## TASK PROMPT
Please rewrite the rows from the line containing "For the benchmark, spot each instance of the rooftop in" through the end of the rows, with "glass facade" swapped for "glass exterior" and nothing else changed, leaving out the pictures.

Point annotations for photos
_ _ _ _ _ _ _

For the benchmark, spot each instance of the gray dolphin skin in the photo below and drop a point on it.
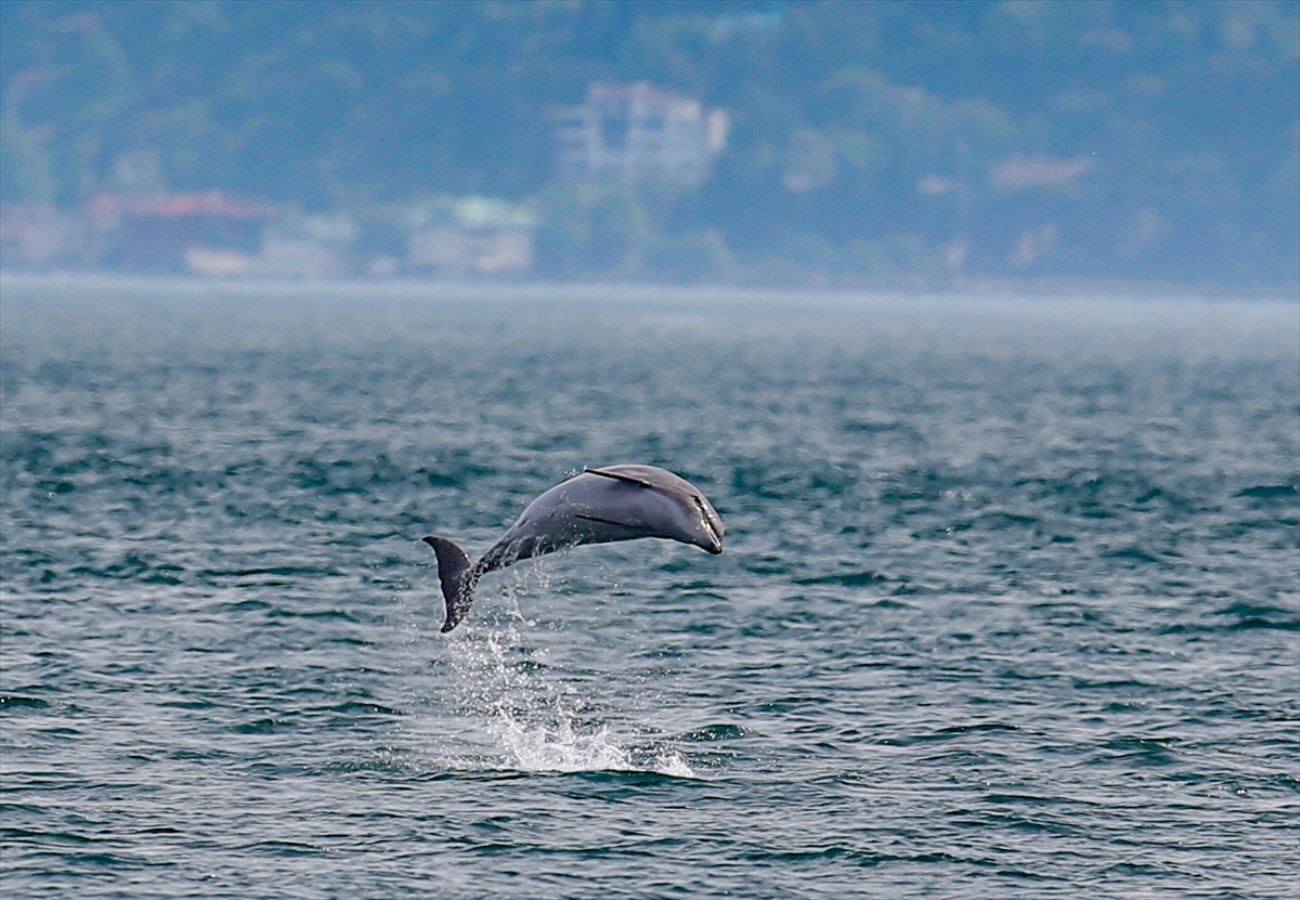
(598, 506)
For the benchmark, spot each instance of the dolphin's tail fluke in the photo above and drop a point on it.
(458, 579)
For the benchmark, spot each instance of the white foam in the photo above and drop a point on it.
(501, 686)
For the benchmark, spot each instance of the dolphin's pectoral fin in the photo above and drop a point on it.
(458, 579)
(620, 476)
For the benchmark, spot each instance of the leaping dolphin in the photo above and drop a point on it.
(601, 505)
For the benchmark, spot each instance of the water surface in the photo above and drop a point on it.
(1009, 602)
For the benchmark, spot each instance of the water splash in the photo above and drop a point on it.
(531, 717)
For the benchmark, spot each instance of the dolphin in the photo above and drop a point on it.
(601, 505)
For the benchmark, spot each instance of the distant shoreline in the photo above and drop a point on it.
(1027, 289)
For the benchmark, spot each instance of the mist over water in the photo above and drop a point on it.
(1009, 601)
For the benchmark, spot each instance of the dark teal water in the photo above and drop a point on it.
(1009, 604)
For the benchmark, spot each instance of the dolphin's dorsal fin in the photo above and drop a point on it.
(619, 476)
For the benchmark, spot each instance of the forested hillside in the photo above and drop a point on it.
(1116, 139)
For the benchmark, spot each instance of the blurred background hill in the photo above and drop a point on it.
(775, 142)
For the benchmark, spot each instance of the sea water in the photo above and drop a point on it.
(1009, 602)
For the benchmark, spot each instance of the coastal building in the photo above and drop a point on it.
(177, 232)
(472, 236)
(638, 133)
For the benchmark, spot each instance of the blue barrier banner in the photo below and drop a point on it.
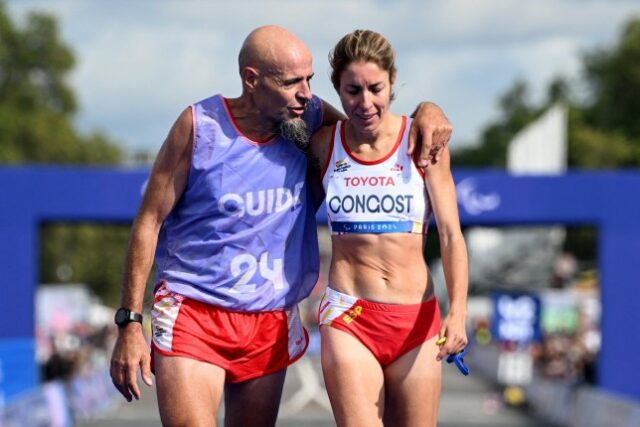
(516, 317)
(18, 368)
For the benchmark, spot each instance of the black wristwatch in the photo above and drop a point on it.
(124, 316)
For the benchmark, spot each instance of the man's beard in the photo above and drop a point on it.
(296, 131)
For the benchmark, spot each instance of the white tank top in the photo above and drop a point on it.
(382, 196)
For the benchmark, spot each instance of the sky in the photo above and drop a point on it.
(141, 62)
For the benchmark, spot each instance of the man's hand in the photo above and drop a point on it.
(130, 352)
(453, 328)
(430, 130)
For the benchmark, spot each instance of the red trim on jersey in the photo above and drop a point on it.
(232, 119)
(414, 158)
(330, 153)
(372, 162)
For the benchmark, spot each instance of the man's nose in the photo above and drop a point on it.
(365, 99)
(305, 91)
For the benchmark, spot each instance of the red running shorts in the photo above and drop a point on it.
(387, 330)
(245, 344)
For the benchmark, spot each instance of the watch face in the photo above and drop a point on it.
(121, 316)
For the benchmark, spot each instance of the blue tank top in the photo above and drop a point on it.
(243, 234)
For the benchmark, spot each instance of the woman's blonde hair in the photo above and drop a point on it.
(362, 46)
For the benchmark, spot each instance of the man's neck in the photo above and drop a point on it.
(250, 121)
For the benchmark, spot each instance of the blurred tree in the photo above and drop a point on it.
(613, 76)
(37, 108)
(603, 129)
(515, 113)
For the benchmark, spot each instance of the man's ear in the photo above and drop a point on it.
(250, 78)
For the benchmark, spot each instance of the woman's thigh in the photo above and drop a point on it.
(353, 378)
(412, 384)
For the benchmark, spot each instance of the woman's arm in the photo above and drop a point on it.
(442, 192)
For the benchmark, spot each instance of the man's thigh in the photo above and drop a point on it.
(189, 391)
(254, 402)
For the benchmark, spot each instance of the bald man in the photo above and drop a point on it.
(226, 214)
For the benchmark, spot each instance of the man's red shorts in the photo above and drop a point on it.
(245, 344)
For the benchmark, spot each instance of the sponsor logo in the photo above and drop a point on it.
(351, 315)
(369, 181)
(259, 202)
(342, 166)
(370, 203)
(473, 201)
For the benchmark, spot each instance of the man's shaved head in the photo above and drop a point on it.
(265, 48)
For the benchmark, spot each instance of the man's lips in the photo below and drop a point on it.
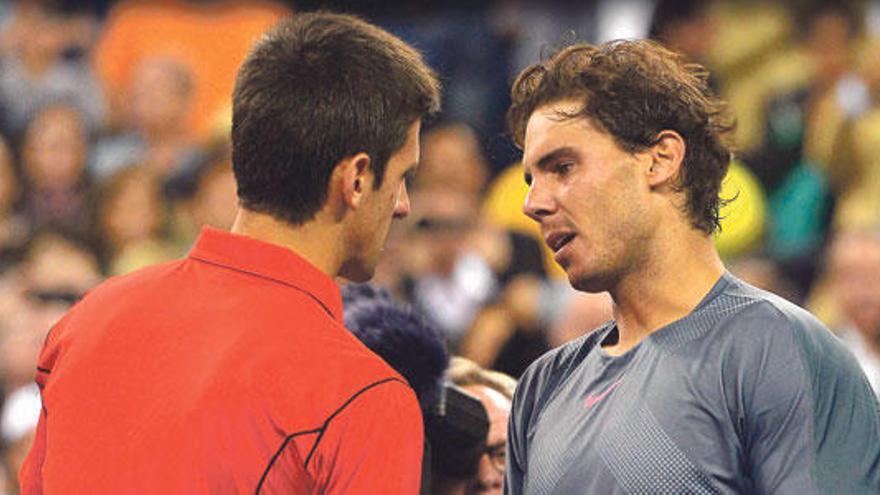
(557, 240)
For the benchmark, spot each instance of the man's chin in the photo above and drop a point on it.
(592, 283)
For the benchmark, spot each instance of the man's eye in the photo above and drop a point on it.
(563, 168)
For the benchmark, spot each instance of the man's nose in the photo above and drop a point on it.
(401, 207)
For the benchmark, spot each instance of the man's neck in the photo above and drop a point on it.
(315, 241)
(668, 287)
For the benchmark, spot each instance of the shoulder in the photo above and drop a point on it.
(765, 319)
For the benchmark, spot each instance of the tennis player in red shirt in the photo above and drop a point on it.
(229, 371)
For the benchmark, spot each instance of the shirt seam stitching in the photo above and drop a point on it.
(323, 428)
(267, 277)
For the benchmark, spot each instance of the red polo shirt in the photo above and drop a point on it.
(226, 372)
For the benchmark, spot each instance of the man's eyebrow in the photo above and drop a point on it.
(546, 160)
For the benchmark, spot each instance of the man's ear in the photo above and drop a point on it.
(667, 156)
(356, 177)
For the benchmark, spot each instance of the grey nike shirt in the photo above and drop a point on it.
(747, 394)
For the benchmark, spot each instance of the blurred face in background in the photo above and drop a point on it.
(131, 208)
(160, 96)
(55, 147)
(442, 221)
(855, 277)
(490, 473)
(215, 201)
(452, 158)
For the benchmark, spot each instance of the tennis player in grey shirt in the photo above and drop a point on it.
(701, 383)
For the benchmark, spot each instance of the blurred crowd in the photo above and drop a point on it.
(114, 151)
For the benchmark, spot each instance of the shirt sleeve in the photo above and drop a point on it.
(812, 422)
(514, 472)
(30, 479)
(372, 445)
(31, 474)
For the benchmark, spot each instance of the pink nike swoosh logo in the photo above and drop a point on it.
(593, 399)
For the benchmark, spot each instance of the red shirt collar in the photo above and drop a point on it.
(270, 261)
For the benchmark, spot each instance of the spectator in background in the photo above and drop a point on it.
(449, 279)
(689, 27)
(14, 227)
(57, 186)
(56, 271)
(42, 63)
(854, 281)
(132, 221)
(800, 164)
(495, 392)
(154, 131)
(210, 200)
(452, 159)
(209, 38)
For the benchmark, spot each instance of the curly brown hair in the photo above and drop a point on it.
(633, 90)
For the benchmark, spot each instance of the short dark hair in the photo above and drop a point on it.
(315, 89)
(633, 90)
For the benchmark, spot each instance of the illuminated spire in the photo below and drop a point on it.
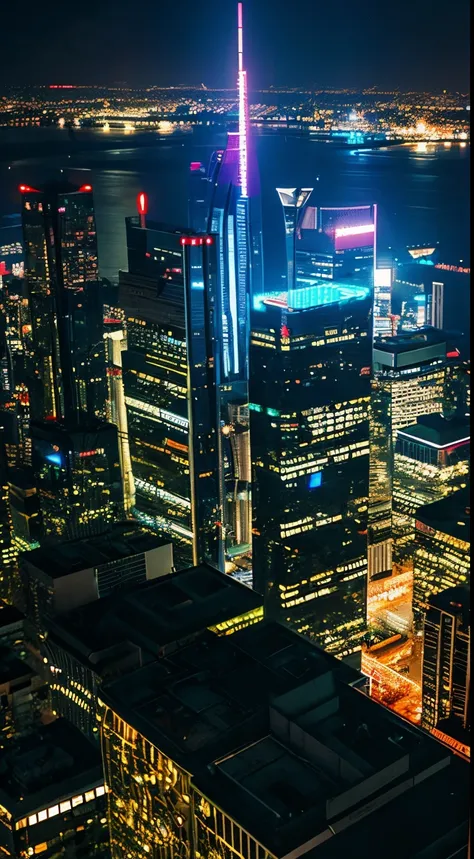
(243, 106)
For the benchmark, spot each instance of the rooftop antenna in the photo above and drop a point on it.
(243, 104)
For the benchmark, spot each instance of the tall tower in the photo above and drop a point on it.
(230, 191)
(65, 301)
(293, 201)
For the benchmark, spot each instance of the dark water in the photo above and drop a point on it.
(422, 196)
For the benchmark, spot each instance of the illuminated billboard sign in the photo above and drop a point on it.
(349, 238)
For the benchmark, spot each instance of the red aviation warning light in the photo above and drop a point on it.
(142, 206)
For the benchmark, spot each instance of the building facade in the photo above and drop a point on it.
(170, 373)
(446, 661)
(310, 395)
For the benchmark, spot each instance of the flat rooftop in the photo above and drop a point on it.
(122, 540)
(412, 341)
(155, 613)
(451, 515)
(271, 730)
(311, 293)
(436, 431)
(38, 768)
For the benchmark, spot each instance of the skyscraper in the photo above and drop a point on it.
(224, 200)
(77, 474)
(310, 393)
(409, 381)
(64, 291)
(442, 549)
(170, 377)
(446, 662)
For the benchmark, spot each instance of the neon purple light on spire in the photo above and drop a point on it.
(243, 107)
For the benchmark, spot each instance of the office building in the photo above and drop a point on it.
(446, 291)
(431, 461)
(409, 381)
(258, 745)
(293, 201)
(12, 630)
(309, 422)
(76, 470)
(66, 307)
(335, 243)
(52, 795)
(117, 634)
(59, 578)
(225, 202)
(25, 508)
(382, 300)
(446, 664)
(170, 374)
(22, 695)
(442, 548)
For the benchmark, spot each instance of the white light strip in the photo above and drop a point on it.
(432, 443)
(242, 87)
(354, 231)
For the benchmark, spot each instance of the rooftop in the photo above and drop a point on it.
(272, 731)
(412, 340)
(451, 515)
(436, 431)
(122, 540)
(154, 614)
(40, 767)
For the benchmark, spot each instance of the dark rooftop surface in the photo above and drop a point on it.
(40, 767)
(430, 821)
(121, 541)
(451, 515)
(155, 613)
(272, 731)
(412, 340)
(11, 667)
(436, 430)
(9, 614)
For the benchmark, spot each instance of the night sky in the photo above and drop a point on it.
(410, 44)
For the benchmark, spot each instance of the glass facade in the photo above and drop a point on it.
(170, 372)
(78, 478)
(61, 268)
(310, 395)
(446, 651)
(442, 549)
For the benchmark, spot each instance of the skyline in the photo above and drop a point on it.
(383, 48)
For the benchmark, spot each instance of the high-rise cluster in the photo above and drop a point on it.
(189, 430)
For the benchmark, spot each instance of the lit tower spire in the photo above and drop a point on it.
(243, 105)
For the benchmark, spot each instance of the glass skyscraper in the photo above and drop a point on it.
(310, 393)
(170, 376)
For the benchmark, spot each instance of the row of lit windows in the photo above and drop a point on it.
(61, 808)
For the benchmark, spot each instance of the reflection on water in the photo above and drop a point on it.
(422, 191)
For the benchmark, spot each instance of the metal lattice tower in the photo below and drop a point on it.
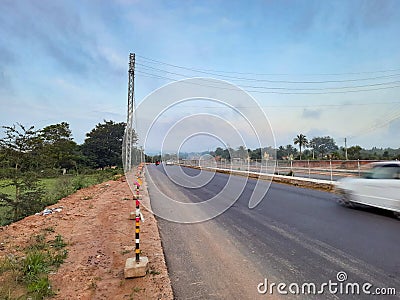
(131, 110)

_ _ _ _ _ _ _

## FULL RESPONSE
For the benchmark, spot each instance of the rooftop in the photo above and drop a point on it.
(272, 731)
(412, 340)
(451, 515)
(436, 431)
(122, 540)
(154, 614)
(40, 767)
For the benchmark, spot each instance of the dark rooftop surface in the photo above and drop a point on it.
(40, 767)
(430, 821)
(121, 541)
(451, 515)
(155, 613)
(272, 731)
(412, 340)
(11, 667)
(436, 430)
(9, 614)
For the benchmark, spot each instance of the night sky in the photo above and drop a point on it.
(410, 44)
For the benchmark, spot each instance of the glass exterior in the photo above and drop a point on it.
(170, 372)
(78, 478)
(61, 268)
(310, 395)
(446, 651)
(442, 549)
For the benchmark, spot each instance of the skyline in the photo above and drop a point on it.
(383, 48)
For the benchmark, spot each instance of the high-rise cluster in the photo above and drop a point on it.
(189, 430)
For the benchmark, spot each instance of the lit tower spire in the photo above and drop a point on it.
(243, 105)
For the benchmark, spot each instance of the glass skyscraper in the photo above and drop a point on it.
(310, 393)
(170, 376)
For the benchmark, spot each instance of the row of lit windows in the photo above and drop a point on it.
(61, 808)
For the benchmark, spot each instance of the reflection on water in the photo above and drop a point on it.
(422, 191)
For the benchmark, spot each instance of the metal lattice tower in the photo below and drop a point on it.
(131, 110)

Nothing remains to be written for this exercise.